DOCUMENT TEXT below:

The Californian authorities later informed AI that they had tightened procedures for investigating allegations of sexual misconduct in Californian prisons. However, no changes to the Security Housing Unit conditions were reported. In September more than 40 prison staff were reported to be under investigation for sexual misconduct in several women's prisons in California.
- In October, a state inquiry was announced into complaints of widespread sexual abuse by guards at the Fluvanna Correctional Center for Women in Virginia. Complaints ranged from officers giving gifts to inmates in return for sexual favours, to rape. Inmates reported that most prisoners were afraid to report abuse because they feared reprisals from guards.
Six states Massachussetts, Montana, Nebraska, Virginia, Washington and West Virginia introduced laws in 1999 criminalizing all sexual contact between prison staff and inmates, bringing to 43 the number of states in which such legislation was in force by the end of 1999.

End of DOCUMENT TEXT.
GIVEN ENTRIES below:

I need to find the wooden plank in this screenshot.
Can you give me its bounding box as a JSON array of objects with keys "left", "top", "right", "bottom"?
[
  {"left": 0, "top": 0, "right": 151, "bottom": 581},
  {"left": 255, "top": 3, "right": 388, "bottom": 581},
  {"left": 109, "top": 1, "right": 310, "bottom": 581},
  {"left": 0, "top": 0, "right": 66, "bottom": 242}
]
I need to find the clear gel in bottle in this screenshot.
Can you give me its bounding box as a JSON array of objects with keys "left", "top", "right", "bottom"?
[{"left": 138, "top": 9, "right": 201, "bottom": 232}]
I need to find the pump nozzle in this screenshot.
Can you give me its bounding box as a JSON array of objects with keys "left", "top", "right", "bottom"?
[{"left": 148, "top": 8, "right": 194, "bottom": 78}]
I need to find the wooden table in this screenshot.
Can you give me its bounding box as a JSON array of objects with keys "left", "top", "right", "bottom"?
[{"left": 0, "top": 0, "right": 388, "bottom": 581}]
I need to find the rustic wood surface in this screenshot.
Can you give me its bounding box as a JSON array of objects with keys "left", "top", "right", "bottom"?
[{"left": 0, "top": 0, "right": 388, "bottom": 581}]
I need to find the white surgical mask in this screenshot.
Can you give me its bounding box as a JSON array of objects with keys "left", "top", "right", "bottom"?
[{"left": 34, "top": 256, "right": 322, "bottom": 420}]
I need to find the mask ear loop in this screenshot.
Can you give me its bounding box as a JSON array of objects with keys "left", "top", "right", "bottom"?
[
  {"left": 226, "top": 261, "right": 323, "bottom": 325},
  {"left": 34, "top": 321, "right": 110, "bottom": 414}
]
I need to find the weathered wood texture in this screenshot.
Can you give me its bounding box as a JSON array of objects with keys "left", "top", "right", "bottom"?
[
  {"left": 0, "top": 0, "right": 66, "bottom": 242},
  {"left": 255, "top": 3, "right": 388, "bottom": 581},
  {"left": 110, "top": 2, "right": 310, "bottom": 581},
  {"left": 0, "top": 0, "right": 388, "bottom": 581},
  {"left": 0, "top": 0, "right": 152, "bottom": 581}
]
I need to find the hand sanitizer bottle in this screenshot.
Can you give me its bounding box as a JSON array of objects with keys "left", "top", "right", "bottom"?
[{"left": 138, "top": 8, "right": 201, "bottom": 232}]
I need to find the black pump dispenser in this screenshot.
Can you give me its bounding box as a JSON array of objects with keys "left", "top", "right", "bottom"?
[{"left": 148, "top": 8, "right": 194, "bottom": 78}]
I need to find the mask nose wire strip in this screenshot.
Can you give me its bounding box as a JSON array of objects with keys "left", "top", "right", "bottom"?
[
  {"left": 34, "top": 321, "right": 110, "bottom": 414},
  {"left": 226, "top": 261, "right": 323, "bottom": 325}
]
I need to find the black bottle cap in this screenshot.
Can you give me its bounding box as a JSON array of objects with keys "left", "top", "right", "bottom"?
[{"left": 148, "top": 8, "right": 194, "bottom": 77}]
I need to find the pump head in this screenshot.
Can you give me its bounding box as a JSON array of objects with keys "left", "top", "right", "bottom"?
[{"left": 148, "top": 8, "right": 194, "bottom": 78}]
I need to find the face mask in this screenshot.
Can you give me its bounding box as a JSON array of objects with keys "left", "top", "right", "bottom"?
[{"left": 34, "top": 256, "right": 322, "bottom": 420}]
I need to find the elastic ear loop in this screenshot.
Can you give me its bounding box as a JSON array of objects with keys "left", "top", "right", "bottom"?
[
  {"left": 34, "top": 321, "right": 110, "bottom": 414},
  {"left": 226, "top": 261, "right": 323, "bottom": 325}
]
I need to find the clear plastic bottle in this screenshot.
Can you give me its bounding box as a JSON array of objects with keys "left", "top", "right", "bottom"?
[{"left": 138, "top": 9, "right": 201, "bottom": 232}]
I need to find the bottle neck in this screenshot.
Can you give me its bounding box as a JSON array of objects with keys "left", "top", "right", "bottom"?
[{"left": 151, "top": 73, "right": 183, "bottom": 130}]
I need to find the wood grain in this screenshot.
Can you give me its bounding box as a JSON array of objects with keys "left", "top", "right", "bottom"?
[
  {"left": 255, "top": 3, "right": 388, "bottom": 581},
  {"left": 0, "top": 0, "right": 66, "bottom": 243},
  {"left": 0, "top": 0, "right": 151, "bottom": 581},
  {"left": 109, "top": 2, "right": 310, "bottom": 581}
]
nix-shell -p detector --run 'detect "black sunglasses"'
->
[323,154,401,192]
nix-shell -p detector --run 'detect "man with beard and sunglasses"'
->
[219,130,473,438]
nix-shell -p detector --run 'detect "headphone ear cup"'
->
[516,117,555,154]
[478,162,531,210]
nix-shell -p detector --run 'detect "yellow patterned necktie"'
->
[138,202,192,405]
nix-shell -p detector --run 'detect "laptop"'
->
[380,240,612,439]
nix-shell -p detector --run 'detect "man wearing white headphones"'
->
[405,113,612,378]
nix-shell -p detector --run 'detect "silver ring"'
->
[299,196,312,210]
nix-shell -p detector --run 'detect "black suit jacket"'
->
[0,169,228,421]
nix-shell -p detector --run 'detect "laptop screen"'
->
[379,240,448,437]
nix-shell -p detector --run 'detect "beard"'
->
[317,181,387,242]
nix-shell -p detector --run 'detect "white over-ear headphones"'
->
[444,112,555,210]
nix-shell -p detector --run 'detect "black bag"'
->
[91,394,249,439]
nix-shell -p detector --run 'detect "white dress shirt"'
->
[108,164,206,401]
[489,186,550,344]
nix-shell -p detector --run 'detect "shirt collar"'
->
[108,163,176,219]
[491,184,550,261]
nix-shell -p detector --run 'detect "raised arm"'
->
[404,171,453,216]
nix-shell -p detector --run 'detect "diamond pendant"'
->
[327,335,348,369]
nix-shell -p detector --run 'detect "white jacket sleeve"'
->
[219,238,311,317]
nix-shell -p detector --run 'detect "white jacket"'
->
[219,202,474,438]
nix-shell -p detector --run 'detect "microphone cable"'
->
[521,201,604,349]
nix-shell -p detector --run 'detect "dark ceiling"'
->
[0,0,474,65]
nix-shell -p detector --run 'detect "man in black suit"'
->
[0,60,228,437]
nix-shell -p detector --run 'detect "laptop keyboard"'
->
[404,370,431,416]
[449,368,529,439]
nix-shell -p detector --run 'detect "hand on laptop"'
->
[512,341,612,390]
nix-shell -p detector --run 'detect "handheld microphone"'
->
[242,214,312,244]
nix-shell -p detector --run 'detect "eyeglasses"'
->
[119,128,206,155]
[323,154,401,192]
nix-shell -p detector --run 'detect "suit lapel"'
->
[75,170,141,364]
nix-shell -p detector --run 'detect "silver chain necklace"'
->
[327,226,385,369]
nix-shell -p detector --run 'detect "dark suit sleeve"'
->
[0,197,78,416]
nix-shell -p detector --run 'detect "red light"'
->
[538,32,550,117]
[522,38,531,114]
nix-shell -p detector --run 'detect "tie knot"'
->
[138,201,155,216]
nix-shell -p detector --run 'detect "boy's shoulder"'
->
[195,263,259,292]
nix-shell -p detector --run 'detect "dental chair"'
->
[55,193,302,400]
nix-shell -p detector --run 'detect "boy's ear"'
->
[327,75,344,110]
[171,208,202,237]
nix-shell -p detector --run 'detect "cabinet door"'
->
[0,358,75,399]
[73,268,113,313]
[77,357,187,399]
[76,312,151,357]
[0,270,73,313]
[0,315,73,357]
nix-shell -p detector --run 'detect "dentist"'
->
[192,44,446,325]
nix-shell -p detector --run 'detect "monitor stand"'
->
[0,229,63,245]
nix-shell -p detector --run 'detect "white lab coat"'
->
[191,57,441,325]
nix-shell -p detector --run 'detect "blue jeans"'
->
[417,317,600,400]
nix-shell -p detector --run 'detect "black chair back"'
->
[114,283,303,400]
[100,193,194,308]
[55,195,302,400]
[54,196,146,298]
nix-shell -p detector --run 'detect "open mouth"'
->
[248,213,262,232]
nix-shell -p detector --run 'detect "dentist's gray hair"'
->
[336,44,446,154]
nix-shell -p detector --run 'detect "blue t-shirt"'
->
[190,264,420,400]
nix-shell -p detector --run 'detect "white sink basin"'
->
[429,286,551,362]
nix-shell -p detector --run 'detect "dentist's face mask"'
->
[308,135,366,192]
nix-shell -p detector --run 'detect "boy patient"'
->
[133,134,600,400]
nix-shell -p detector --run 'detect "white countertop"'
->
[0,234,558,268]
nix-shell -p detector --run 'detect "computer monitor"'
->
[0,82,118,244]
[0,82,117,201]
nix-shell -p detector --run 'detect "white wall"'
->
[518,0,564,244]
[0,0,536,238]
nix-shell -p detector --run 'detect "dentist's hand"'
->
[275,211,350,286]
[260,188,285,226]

End of GIVEN ENTRIES.

USING THE INFORMATION:
1. In the passage on sexual abuse in US prisons, by the end of 1999, how many states had laws criminalizing all sexual contact between prison staff and inmates?
2. Translate this sentence from the passage on sexual abuse in US prisons into Spanish: "Inmates reported that most prisoners were afraid to report abuse because they feared reprisals from guards."

EXERCISE SOLUTIONS:
1. 43 states.

2. Las internas informaron de que la mayoría de las presas tenían miedo de denunciar los abusos porque temían represalias de los guardias.